De rerum natura
Tito Lucrezio Caro (va.98 – 55 a. C.),
DE RERUM NATURA, (Sulla natura delle cose), poema pubblicato postumo da Cicerone. Qui il Poeta ci trasmette il suo messaggio liberatorio e demistificante volto a spogliare il lettore da ogni falsa credenza e da ogni illusoria ambizione per porci di fronte allo spettacolo sublime e terribile della Natura. L’ Universo infinito nel suo pensiero, derivato dalla dottrina filosofica di Epicuro, Empedocle e Democrito, è retto dalle leggi di natura più che dal capriccio divino, dalla visione teologica di un mondo unico, immortale e divinamente ordinato. Sarebbe la paura della morte la madre psicologica di ogni superstizione religiosa…Torno a rileggere questo grande capolavoro, molto apprezzato nel Rinascimento e particolarmente durante l’Illuminismo, dopo quasi cinquant’anni. Il “materialista” (da materia/mater) Lucrezio per la sua morte prematura (la sua biografia ci è anche ignota) compose la sua opera oltre cent’anni prima che giungesse a Roma la buona novella del primo Cristianesimo con Pietro e Paolo e così non sappiamo quale sarebbe potuto essere il suo rapportarsi con la nuova religione giudaico-cristiana seppure in coerenza con il suo pensiero potremmo immaginarcelo. Conosciamo invece la dura condanna espressa contro di lui (adversus) quattro secoli dopo dall’illirico S. Girolamo segretario di papa Damaso I prima di ritirarsi a Betlemme per dedicarsi allo studio e alla Vulgata dal greco al latino della Bibbia («… nel tradurre i testi greci, … , dove anche l’ordine delle parole è un mistero, non rendo la parola con la parola, ma il senso con il senso“). Trovo che nell’inquietitudine dell’animo il messaggio filosofico e pedagogico di Lucrezio continui a rimanere ancora oggi più che mai inscindibilmente ancorato alla sua sublime veste letteraria. La peste di Atene ci ricorda inoltre quella in corso per il Covid 19. La morte orribile, gli affrettati funerali, la mancanza di assistenza, l’ammucchiarsi dei cadaveri insepolti, tutto il quadro sembra assurgere a potente metafora della vita umana, del suo disordine psichico, morale e sociale. L’immagine conclusiva è terribile, la folla si accalca disperatamente e combatte per assicurare ai suoi defunti una delle poche pire dove ardere le spoglie del proprio familiare. Sergio Andreatta
Nec superare queunt motus itaque exitiales / perpetuo neque in aeternum sepelire salutem // Nè valgono, i moti di morte, a prevalere per sempre, / nè a seppellire per l’eternità la spinta della vita (Lucrezio, D.R.N., 569-570). Ecco che sembra venire da lontano un insospettabile incentivo naturale a superare il Covid 19.

○ ○ ○ ○

Consegna
Indica i filosofi dalla cui dottrina, secondo il testo sul De rerum natura, deriva il pensiero di Lucrezio sull'Universo infinito. Le voci riportate di seguito non servono.

(Dati delle maschere di segmentazione)
○ ○ ○ ○

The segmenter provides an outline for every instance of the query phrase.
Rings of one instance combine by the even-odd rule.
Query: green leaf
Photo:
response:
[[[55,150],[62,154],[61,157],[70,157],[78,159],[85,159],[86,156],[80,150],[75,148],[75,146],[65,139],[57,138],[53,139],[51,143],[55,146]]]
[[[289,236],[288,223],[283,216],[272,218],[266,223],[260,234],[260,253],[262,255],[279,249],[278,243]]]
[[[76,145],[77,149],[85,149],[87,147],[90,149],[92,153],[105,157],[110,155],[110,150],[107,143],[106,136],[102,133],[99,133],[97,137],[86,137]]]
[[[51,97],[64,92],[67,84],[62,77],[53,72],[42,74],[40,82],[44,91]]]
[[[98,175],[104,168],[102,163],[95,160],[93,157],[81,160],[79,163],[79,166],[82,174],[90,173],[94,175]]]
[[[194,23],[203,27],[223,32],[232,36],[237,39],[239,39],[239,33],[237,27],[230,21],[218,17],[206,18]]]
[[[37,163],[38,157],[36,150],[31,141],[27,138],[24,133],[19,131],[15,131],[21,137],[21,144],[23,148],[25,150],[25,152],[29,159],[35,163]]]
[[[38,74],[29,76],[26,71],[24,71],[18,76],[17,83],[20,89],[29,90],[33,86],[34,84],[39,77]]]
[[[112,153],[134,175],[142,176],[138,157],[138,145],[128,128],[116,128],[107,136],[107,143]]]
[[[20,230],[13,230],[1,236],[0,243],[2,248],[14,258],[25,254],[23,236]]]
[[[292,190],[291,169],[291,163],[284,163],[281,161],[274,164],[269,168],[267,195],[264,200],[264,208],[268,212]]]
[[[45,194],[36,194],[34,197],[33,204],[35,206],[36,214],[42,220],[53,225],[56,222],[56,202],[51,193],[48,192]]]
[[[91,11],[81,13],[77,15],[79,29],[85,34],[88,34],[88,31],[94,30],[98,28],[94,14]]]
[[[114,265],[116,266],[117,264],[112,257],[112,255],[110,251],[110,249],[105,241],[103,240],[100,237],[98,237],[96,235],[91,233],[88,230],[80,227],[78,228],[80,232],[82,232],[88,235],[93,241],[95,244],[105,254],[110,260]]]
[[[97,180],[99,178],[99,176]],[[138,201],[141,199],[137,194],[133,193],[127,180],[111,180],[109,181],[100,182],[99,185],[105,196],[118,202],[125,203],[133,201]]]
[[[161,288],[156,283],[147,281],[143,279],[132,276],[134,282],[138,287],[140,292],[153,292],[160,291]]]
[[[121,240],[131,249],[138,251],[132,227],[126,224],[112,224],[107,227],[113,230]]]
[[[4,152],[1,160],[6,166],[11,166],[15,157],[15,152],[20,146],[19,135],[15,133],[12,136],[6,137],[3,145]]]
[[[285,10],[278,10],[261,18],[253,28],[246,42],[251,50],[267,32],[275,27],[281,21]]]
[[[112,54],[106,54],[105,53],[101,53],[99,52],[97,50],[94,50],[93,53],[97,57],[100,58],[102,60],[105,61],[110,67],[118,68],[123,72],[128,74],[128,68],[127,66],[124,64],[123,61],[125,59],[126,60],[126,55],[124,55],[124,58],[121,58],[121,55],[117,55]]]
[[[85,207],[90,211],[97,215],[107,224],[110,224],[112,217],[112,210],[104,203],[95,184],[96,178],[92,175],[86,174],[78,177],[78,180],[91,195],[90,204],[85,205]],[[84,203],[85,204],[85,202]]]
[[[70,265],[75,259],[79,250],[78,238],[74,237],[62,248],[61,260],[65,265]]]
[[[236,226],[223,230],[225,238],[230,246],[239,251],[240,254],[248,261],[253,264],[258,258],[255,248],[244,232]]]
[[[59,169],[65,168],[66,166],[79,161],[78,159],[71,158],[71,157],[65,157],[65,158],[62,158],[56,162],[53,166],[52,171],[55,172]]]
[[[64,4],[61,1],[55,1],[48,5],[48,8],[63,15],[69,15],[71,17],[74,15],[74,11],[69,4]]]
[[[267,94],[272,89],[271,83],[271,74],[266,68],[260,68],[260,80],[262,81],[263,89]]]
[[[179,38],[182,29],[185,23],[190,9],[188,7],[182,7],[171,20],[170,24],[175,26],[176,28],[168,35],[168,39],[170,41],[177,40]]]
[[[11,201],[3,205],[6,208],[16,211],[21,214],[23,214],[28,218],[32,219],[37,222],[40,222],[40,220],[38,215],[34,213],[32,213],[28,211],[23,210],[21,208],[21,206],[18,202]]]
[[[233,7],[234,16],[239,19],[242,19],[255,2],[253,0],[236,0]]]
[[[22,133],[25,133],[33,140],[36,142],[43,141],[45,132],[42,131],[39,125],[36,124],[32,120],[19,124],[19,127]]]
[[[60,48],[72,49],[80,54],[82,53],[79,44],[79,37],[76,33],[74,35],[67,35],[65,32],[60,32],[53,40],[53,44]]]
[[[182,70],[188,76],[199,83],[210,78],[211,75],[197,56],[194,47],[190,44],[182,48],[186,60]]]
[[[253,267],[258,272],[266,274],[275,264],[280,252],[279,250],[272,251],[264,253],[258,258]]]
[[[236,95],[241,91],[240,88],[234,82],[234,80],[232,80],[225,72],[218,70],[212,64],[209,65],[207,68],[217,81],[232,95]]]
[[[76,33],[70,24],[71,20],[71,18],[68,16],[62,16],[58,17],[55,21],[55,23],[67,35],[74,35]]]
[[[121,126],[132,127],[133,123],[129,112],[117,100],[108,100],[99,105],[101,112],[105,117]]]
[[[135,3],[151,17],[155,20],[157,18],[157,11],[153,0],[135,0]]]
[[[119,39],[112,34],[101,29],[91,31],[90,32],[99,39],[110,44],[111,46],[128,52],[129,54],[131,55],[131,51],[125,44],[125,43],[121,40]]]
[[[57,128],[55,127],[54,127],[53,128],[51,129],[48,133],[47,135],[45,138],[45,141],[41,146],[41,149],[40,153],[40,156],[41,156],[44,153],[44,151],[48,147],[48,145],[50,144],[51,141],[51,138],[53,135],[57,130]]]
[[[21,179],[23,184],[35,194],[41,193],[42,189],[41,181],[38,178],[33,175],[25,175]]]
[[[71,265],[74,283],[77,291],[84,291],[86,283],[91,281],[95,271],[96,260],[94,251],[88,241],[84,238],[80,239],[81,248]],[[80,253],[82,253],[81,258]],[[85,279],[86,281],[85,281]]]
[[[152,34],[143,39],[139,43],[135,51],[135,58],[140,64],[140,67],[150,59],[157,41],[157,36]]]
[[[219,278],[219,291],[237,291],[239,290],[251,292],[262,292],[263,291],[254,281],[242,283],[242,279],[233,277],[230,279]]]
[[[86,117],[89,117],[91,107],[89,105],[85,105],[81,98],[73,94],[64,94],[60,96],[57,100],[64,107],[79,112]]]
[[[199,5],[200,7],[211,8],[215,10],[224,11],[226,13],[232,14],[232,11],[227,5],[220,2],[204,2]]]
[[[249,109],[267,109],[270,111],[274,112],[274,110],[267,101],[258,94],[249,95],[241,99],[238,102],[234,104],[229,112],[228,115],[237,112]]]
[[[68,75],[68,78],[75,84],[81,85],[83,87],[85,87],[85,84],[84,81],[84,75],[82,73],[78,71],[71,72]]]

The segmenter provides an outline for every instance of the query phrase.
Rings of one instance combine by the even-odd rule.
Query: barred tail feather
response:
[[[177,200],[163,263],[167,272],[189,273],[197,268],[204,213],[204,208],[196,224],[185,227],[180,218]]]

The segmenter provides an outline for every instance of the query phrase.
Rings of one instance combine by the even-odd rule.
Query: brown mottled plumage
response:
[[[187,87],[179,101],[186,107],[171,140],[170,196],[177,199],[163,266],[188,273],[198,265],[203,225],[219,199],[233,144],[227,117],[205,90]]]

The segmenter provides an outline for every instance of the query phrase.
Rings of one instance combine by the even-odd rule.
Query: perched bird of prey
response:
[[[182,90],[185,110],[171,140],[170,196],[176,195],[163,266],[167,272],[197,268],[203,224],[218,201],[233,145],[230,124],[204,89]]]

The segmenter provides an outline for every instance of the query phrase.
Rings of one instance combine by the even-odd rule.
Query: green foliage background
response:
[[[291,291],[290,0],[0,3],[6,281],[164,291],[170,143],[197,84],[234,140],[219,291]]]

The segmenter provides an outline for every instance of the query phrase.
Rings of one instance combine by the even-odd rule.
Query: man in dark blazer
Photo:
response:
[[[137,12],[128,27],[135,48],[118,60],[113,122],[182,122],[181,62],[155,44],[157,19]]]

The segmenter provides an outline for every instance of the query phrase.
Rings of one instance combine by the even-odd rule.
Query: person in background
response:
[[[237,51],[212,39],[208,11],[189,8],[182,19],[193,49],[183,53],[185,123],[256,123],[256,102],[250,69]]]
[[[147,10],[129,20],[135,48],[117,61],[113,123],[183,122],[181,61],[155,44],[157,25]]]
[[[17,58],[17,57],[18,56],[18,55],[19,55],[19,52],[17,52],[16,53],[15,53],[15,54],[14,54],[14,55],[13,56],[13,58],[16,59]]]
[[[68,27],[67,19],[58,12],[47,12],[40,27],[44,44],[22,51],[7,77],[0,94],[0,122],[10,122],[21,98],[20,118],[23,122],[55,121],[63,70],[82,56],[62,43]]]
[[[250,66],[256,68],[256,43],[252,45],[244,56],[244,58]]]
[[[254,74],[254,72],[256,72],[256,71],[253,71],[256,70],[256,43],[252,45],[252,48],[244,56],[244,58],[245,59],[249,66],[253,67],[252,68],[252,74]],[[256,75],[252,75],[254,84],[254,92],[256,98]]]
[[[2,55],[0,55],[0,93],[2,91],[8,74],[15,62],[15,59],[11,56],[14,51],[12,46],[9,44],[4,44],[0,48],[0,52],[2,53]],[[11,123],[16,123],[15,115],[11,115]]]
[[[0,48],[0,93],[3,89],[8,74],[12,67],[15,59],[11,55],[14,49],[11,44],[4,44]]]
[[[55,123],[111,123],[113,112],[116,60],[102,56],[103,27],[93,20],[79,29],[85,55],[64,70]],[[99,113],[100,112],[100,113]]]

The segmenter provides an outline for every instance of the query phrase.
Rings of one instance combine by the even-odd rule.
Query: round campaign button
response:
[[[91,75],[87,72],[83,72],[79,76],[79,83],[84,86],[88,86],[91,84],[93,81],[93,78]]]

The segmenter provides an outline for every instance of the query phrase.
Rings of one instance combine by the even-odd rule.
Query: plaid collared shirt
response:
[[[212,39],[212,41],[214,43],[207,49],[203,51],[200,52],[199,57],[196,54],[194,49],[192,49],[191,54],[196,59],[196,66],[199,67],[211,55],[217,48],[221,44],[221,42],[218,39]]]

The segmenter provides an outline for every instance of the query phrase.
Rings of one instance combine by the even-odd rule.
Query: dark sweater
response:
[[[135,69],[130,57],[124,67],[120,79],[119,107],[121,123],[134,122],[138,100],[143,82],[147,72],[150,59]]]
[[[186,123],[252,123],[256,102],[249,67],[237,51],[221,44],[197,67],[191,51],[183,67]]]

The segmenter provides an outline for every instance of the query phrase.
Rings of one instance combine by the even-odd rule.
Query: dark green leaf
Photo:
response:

○ ○ ○ ○

Soluzione
Epicuro, Empedocle, Democrito.